Recast everything in the data below from the line containing "Please find brick exterior" down to the line containing "[3,125,47,205]", both ends included, as a JSON list of strings with one string per line. Skip blank lines and leave the pictures out.

▶ **Records for the exercise**:

☆ ☆ ☆ ☆ ☆ ☆ ☆

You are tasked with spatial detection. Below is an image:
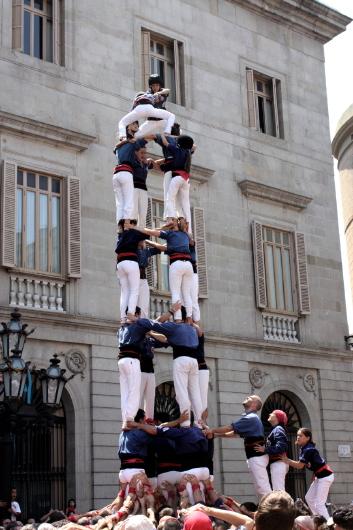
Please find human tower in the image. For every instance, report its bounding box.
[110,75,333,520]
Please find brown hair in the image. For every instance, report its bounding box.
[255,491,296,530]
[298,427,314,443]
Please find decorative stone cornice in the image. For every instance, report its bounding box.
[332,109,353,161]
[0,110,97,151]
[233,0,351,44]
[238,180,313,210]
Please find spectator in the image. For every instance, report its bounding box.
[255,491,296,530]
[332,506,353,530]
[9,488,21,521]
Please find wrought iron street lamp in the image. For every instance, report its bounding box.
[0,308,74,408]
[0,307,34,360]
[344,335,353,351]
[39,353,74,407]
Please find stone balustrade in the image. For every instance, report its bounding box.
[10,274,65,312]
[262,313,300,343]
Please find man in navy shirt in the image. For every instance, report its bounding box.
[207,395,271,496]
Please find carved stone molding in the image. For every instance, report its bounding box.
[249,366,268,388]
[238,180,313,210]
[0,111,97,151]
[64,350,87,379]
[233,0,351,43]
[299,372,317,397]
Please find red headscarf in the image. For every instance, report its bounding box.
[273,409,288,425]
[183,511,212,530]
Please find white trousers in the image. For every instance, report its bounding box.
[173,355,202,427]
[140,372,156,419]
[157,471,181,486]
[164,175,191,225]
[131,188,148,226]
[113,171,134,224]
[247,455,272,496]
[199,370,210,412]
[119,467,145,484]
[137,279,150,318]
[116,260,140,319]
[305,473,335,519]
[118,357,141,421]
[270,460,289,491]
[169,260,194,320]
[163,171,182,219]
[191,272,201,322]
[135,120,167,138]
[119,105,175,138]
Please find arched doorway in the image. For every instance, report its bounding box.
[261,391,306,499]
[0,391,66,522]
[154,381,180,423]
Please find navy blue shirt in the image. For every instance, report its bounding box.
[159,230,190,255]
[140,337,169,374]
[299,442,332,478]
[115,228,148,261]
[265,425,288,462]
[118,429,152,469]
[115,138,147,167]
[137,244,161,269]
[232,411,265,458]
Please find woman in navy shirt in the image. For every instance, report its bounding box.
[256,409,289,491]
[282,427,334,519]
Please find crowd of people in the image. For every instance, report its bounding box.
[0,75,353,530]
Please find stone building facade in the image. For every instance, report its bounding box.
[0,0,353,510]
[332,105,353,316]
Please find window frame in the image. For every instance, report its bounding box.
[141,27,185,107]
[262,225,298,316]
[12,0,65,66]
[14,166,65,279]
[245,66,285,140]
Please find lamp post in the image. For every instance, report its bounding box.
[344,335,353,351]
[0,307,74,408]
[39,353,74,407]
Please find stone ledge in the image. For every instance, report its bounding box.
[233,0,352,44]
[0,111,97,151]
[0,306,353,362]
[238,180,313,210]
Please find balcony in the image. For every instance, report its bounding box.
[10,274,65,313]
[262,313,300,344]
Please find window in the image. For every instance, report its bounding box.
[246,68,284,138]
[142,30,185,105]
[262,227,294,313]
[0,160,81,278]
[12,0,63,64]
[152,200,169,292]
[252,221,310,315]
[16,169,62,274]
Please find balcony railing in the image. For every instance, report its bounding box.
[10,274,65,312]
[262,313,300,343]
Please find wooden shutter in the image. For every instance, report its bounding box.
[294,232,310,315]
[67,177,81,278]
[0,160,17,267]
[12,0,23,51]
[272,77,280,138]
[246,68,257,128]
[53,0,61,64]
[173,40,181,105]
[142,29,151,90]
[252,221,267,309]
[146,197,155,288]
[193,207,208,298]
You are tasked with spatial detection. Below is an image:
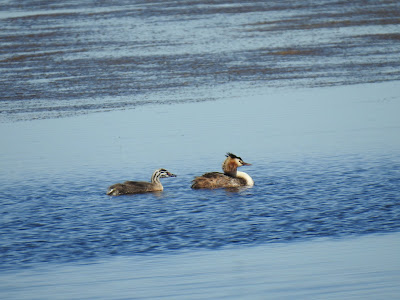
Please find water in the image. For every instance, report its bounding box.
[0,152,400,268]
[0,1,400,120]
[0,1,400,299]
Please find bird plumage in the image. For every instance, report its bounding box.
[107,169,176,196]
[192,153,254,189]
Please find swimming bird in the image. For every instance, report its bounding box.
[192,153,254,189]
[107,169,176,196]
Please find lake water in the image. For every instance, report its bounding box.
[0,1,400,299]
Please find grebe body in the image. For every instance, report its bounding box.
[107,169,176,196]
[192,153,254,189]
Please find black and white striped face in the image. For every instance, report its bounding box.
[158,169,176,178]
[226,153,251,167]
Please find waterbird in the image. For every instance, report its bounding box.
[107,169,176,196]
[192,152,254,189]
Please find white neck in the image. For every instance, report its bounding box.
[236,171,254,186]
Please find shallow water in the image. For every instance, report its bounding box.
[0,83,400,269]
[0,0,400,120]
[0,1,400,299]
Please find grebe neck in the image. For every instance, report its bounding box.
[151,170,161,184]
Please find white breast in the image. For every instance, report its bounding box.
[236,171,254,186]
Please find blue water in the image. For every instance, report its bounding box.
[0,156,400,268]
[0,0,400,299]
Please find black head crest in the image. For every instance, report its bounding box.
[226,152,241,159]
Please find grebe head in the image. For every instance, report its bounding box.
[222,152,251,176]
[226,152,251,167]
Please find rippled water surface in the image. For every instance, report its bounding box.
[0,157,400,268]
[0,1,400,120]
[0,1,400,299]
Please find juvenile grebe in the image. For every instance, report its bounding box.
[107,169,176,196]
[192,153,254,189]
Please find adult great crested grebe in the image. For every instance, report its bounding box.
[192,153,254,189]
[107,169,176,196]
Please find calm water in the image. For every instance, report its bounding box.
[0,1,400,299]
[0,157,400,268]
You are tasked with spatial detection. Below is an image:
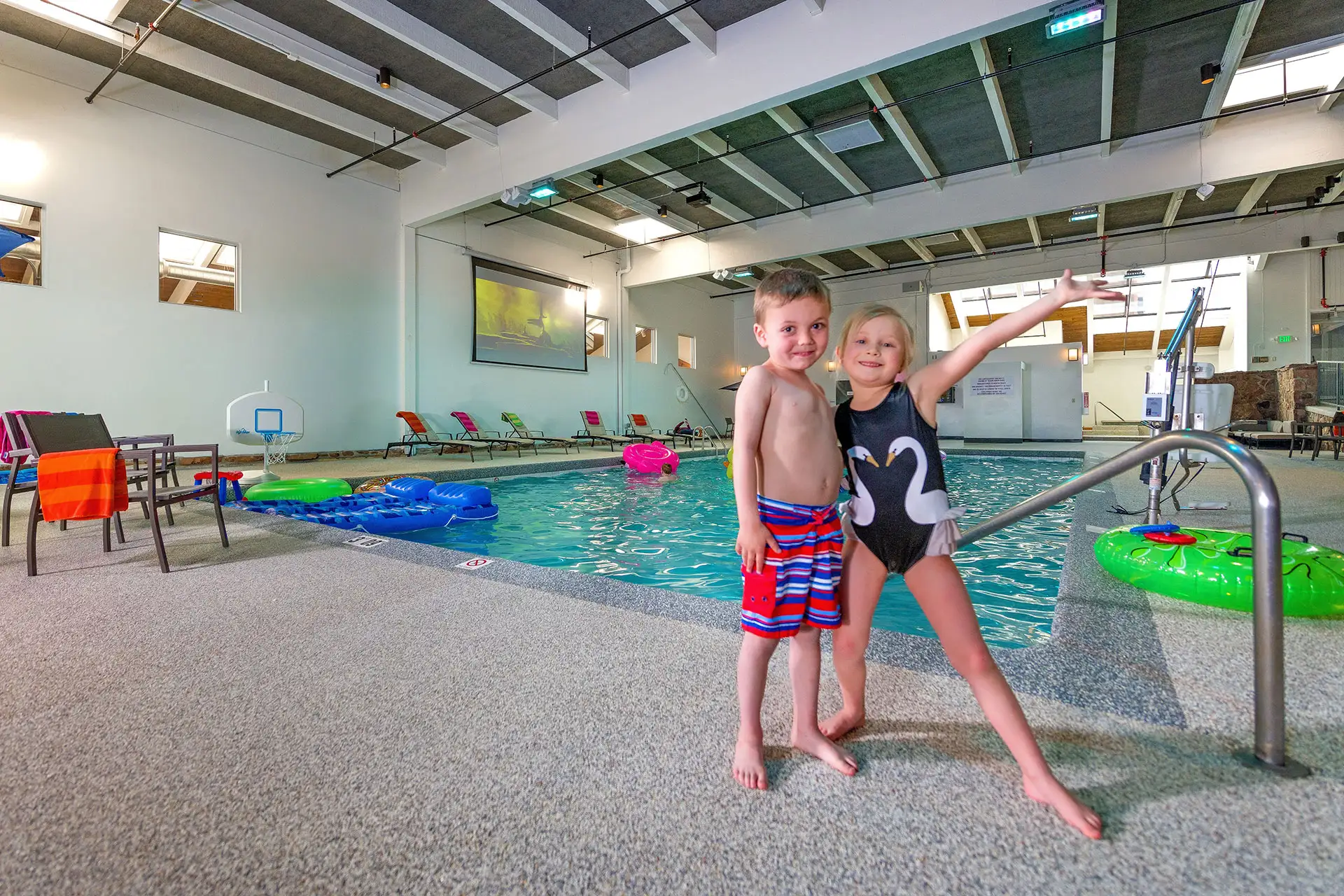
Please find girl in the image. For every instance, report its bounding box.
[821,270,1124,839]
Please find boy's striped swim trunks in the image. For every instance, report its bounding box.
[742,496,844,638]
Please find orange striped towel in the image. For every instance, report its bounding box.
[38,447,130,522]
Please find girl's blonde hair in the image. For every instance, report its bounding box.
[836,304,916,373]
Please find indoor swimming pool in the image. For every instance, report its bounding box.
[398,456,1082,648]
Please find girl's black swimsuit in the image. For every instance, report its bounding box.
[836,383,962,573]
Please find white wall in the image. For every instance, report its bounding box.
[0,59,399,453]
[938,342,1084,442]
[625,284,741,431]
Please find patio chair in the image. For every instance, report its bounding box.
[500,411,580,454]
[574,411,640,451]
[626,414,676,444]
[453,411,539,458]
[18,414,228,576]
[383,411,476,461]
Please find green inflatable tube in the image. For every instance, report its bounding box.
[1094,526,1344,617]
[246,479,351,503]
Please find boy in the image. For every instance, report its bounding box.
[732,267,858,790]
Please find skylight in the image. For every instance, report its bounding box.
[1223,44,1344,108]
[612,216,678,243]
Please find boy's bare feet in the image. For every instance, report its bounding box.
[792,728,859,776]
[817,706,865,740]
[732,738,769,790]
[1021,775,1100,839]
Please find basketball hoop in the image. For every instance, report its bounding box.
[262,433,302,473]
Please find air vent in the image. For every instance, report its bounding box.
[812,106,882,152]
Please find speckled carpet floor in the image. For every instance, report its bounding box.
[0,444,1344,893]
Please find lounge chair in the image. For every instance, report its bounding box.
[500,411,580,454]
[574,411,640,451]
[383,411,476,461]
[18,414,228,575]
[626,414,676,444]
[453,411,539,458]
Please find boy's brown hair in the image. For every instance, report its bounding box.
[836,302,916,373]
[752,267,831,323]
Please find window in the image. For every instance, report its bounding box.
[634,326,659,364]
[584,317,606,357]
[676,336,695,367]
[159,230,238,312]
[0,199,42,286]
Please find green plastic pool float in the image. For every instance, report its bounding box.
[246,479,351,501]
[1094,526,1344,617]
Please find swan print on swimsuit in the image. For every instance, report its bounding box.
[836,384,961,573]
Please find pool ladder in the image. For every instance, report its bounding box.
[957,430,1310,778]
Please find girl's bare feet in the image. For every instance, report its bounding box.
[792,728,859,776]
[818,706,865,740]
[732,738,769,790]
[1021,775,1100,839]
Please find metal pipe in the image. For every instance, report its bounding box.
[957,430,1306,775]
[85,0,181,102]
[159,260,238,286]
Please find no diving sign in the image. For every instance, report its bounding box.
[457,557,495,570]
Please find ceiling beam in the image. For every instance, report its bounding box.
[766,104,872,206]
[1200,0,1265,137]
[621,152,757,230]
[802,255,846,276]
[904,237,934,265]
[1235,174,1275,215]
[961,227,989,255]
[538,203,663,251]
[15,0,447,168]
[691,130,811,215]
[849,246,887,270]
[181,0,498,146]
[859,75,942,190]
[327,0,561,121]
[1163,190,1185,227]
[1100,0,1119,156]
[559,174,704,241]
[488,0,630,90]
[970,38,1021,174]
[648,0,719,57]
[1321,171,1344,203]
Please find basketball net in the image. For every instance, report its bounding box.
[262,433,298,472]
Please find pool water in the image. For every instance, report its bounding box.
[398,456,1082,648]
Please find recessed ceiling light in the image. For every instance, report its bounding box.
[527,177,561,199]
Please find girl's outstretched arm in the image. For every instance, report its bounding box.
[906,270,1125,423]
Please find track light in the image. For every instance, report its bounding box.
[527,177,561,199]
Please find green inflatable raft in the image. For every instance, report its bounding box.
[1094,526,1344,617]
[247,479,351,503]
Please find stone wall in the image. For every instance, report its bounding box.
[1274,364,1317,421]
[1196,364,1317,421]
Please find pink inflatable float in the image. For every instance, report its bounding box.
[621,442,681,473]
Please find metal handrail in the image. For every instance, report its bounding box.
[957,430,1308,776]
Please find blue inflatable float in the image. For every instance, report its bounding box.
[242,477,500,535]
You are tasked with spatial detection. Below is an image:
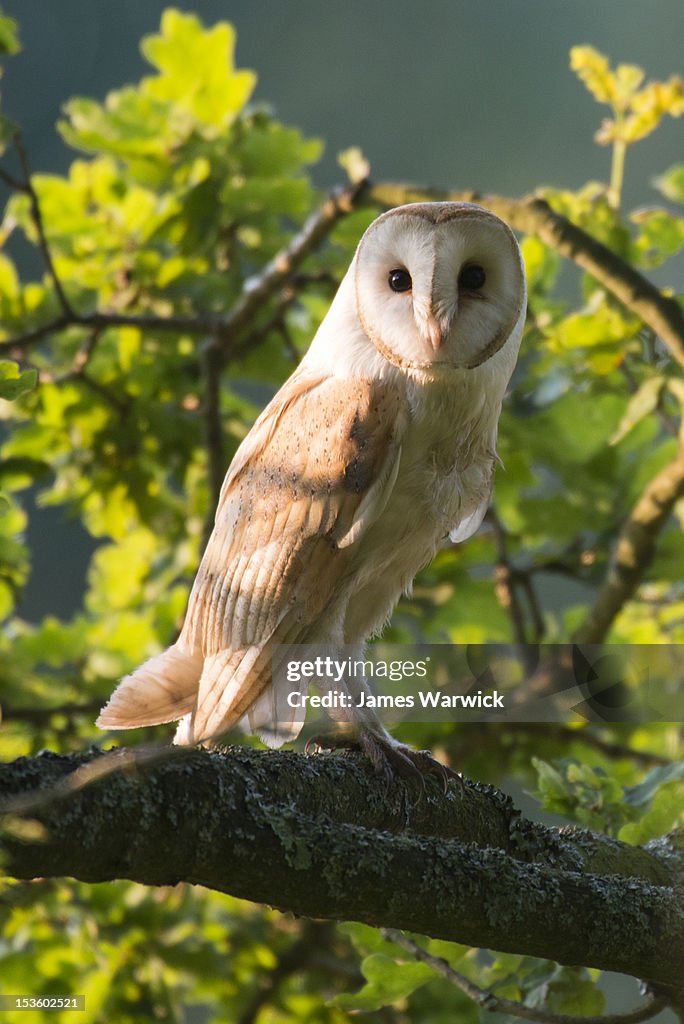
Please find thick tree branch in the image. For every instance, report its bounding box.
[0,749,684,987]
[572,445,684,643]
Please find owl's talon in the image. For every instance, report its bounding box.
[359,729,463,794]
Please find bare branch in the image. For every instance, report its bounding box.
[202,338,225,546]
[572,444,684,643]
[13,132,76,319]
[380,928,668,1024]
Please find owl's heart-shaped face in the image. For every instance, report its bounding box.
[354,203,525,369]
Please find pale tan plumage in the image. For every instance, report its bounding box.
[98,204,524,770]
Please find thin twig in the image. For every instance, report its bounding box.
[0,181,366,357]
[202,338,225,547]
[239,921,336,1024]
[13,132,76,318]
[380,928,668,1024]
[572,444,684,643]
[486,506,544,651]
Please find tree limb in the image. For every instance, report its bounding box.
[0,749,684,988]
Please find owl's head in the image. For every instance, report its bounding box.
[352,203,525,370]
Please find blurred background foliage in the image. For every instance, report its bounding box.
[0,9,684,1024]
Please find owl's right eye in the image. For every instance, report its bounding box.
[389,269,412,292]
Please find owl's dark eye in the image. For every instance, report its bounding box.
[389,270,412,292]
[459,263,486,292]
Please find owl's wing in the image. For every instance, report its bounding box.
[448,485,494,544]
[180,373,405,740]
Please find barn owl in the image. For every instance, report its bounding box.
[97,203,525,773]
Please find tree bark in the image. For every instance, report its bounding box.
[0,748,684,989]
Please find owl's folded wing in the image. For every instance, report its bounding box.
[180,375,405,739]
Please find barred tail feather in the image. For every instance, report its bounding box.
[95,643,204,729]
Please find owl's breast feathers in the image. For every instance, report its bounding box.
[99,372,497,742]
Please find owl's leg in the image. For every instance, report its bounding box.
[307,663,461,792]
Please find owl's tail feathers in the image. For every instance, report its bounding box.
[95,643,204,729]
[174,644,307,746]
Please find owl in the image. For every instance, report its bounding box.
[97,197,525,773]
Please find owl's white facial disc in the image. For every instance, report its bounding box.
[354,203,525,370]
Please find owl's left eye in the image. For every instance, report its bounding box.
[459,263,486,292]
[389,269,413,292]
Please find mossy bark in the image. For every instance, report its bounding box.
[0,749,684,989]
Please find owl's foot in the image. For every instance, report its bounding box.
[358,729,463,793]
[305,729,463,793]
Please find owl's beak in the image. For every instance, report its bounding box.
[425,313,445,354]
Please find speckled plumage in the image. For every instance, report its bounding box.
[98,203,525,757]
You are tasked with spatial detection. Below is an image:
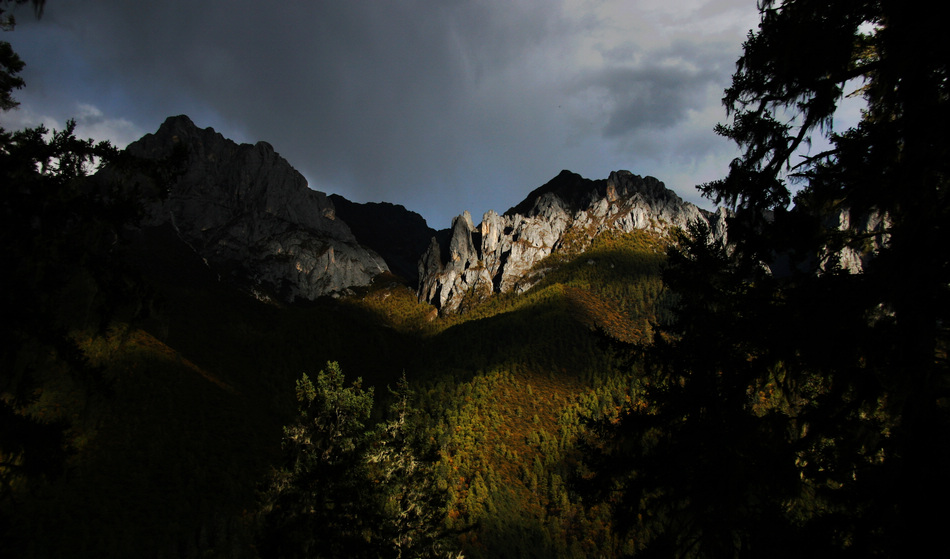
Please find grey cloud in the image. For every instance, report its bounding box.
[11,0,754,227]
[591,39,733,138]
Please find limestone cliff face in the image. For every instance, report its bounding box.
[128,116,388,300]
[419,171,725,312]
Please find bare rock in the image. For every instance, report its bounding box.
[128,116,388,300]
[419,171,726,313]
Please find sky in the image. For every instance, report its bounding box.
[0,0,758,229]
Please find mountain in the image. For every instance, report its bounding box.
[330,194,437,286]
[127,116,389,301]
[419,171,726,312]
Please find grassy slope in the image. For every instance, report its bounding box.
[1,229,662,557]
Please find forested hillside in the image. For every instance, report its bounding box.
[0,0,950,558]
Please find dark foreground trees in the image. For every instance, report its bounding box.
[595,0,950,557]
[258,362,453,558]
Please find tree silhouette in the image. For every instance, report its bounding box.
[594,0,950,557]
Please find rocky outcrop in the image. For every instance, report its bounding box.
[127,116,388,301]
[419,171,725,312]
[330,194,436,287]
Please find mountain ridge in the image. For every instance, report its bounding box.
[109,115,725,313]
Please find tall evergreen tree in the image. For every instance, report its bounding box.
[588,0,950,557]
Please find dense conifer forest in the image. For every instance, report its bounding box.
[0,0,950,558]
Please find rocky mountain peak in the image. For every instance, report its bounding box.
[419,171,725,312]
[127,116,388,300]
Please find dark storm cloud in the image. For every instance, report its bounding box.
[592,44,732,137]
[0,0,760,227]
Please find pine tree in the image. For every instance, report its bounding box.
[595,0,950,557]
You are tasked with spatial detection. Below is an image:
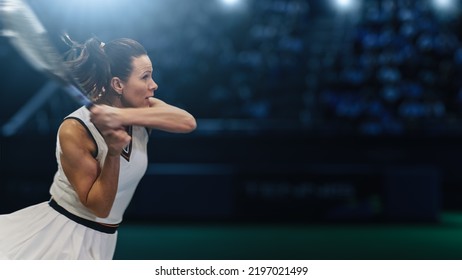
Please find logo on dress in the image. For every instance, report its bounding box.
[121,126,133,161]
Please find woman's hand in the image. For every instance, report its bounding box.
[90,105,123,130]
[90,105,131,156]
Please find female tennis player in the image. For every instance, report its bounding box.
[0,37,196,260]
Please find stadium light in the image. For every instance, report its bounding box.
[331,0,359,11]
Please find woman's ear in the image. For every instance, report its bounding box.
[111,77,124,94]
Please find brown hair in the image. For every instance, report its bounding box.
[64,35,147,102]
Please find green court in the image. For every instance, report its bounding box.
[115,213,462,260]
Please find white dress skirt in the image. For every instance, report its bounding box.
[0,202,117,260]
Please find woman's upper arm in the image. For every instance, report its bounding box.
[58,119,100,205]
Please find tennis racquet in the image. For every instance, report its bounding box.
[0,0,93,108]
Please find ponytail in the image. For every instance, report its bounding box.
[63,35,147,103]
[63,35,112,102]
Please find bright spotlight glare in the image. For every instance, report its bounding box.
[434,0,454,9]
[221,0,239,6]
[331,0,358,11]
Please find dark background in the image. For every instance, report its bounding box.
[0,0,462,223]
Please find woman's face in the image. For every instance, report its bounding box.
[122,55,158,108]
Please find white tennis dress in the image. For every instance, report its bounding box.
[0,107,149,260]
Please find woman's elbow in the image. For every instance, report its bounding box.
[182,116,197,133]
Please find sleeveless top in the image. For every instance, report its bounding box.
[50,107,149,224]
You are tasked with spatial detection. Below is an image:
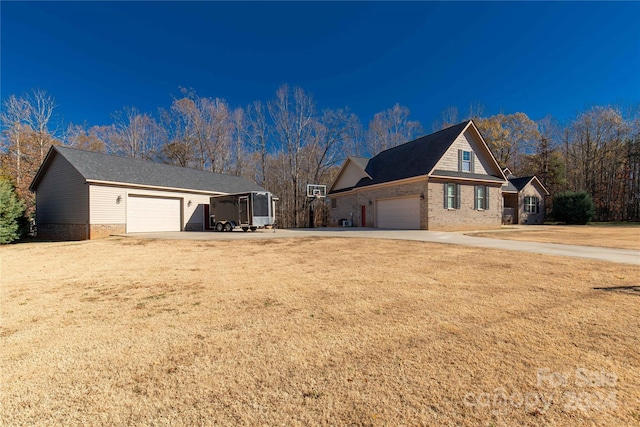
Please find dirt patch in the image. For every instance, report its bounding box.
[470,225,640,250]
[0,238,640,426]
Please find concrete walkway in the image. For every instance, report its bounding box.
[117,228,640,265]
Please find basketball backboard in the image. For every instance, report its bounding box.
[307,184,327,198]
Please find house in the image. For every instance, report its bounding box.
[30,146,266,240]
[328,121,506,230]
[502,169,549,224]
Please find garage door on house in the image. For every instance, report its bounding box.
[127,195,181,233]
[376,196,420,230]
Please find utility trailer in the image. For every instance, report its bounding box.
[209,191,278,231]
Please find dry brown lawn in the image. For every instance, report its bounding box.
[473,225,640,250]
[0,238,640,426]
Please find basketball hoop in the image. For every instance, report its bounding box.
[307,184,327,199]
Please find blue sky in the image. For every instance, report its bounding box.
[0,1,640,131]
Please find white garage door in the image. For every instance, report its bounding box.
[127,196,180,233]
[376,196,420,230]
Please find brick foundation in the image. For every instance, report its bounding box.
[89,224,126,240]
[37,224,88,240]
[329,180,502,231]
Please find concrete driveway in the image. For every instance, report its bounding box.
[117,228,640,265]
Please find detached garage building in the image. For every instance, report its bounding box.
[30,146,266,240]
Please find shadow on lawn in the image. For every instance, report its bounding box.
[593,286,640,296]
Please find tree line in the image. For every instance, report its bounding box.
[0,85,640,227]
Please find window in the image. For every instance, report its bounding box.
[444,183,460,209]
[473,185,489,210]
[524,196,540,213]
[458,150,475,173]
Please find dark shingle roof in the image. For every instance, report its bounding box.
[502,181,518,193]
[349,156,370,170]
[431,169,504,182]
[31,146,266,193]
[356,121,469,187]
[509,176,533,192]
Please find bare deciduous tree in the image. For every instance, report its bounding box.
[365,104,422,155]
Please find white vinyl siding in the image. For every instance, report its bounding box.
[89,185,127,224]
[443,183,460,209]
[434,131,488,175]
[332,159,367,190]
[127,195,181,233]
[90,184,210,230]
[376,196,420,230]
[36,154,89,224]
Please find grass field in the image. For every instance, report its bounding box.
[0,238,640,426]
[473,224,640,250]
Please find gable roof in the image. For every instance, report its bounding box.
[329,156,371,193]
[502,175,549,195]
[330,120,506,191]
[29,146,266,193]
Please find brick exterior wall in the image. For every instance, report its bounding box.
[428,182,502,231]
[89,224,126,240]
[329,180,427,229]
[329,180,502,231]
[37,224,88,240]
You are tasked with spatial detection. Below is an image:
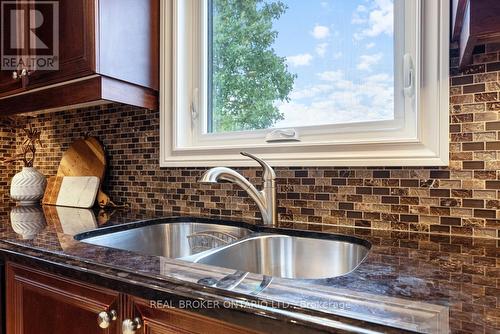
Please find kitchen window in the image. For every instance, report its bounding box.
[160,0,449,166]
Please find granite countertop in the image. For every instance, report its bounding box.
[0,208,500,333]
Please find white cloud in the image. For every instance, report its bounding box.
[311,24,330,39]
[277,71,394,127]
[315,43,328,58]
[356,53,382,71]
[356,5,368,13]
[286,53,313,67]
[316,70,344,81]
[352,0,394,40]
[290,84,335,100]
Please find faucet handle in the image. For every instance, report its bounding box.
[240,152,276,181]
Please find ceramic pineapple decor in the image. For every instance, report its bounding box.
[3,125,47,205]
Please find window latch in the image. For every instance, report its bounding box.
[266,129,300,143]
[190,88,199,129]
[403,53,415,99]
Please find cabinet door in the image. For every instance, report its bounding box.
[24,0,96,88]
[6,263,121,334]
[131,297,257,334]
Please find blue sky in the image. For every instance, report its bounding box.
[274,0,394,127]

☆ ☆ ☆ ☆ ☆ ☆ ☆

▶ **Output**:
[
  "Please find brick exterior wall in the image. For every instance, report its bounding box.",
  "[428,182,502,231]",
  "[89,224,126,240]",
  "[329,180,427,229]",
  "[329,180,502,231]",
  "[37,224,88,240]",
  "You are tasked with spatial detection. Below is an image:",
  "Please find kitchen window in the image. For every instance, report its bounding box.",
  "[160,0,449,166]",
  "Please find granite countertop in the image. For every instance, report its bounding box.",
  "[0,208,500,333]",
  "Please find white cloud in the image. For every instance, report its bounding box.",
  "[311,24,330,39]",
  "[277,71,394,127]",
  "[315,43,328,58]",
  "[356,53,382,71]",
  "[356,5,368,13]",
  "[286,53,313,67]",
  "[316,70,344,81]",
  "[352,0,394,40]",
  "[290,84,335,100]",
  "Please find faucet handle in the image. For every instance, report its bounding box.",
  "[240,152,276,181]",
  "Please find ceramic pineapple decor in the image. For every instance, report its bounding box.",
  "[3,125,47,205]"
]